● Exercise objective
Which lines of the records below contain the string "mascot"? Copy each of those lines in full.

● Extracted data

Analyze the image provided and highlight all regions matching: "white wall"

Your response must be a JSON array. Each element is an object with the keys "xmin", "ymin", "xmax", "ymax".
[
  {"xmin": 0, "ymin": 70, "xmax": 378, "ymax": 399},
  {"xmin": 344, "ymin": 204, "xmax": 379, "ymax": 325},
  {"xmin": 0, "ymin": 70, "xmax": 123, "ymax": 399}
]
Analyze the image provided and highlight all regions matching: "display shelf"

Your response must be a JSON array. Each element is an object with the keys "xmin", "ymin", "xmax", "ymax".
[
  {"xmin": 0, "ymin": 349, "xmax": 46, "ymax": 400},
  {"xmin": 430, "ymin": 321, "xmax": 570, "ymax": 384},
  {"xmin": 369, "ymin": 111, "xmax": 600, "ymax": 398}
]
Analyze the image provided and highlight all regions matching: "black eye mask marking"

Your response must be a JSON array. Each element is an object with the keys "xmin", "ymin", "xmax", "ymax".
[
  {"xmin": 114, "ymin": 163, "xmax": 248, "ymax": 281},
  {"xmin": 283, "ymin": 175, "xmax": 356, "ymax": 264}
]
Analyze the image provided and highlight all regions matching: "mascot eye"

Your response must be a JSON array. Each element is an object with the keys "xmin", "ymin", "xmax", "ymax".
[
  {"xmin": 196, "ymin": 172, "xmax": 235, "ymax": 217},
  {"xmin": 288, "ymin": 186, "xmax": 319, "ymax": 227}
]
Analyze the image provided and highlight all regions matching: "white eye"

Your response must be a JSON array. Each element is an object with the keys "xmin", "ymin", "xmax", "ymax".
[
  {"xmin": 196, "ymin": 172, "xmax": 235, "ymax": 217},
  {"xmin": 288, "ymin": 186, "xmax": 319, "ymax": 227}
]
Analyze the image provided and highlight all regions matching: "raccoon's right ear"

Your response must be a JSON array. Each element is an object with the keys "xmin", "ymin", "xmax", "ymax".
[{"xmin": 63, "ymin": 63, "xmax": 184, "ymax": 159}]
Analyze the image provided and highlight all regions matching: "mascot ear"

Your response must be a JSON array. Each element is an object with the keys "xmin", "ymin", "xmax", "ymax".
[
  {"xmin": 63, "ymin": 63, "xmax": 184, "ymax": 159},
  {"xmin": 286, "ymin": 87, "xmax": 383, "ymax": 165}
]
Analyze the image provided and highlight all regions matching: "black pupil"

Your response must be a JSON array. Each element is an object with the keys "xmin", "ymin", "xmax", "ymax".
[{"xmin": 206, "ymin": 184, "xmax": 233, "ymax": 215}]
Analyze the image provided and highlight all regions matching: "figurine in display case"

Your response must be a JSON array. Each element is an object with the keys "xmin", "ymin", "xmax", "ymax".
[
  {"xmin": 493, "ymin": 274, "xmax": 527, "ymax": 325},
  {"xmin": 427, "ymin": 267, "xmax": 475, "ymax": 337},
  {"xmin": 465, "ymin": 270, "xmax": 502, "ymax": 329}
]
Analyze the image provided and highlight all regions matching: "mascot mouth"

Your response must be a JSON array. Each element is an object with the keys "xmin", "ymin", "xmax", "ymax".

● Solution to the problem
Analyze the image provided and highlight all regions matching: "mascot eye"
Analyze the image provided and highlight all regions matching: "mascot ear"
Analyze the image provided and highlight all regions matching: "mascot mouth"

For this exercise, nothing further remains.